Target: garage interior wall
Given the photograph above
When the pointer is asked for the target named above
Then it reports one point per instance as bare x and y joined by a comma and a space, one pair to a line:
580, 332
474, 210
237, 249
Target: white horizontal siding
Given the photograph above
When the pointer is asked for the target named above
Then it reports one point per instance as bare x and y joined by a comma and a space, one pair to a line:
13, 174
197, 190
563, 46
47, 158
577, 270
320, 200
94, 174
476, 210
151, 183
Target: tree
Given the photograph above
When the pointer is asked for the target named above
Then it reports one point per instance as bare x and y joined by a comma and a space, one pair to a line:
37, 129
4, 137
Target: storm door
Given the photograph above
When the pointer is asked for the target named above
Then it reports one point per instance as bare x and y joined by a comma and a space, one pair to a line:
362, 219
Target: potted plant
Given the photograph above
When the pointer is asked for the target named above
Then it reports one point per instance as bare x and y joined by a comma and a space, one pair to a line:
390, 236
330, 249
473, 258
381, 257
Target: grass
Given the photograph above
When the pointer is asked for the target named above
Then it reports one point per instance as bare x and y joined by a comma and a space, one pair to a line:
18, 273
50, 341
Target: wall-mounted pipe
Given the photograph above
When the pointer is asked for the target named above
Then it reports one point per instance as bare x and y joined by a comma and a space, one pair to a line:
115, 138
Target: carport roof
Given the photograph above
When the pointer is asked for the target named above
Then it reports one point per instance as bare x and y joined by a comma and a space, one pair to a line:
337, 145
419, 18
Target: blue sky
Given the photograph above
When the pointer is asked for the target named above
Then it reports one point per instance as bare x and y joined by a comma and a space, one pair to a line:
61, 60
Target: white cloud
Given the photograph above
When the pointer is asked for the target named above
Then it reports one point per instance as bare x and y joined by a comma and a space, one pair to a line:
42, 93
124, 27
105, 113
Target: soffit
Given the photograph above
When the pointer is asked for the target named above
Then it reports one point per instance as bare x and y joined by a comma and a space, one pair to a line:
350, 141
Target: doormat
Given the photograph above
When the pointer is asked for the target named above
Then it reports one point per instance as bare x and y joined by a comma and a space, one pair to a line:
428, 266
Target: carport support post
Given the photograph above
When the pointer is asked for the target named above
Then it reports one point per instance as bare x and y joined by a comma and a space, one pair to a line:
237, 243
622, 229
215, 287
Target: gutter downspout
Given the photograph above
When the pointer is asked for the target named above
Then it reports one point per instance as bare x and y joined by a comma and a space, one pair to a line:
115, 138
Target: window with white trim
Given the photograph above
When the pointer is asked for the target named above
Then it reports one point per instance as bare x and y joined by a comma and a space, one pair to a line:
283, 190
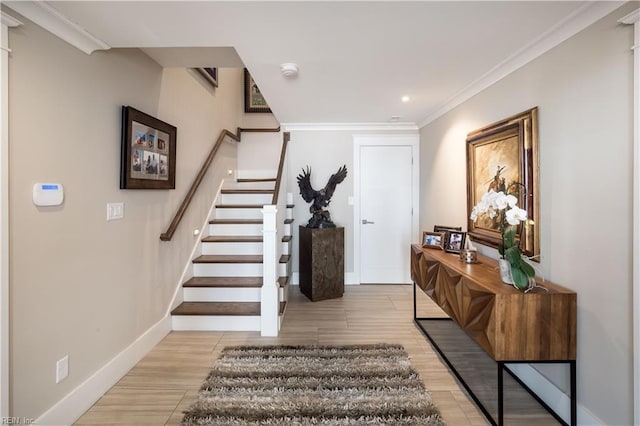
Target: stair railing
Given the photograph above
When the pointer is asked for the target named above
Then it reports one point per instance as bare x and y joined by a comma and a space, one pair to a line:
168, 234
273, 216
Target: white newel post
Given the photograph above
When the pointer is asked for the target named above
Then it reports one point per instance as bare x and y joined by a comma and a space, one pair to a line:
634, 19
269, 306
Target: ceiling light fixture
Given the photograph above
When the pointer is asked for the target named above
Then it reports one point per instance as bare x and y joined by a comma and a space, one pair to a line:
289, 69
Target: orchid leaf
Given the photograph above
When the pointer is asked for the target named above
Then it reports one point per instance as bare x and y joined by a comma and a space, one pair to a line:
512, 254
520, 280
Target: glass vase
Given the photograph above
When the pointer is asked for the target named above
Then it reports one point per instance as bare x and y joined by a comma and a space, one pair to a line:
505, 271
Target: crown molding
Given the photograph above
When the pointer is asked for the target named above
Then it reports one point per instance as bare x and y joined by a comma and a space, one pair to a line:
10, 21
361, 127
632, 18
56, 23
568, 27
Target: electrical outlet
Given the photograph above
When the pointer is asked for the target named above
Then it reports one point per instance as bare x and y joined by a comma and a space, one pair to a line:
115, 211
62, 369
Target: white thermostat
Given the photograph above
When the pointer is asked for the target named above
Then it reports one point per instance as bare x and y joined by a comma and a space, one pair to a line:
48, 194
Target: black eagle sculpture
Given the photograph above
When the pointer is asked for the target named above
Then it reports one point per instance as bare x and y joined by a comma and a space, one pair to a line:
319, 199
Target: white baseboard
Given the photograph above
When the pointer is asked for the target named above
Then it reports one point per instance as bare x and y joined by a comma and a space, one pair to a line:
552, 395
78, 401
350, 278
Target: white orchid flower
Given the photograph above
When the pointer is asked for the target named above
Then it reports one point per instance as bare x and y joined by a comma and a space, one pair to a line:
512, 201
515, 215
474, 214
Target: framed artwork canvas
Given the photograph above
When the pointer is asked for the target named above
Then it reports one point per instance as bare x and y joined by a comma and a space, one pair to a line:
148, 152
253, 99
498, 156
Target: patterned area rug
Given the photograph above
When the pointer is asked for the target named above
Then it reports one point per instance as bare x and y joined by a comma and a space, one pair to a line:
____________
Work task.
From the entries above, pull out each line that includes "post".

Output.
Target: carport support post
Target: white newel post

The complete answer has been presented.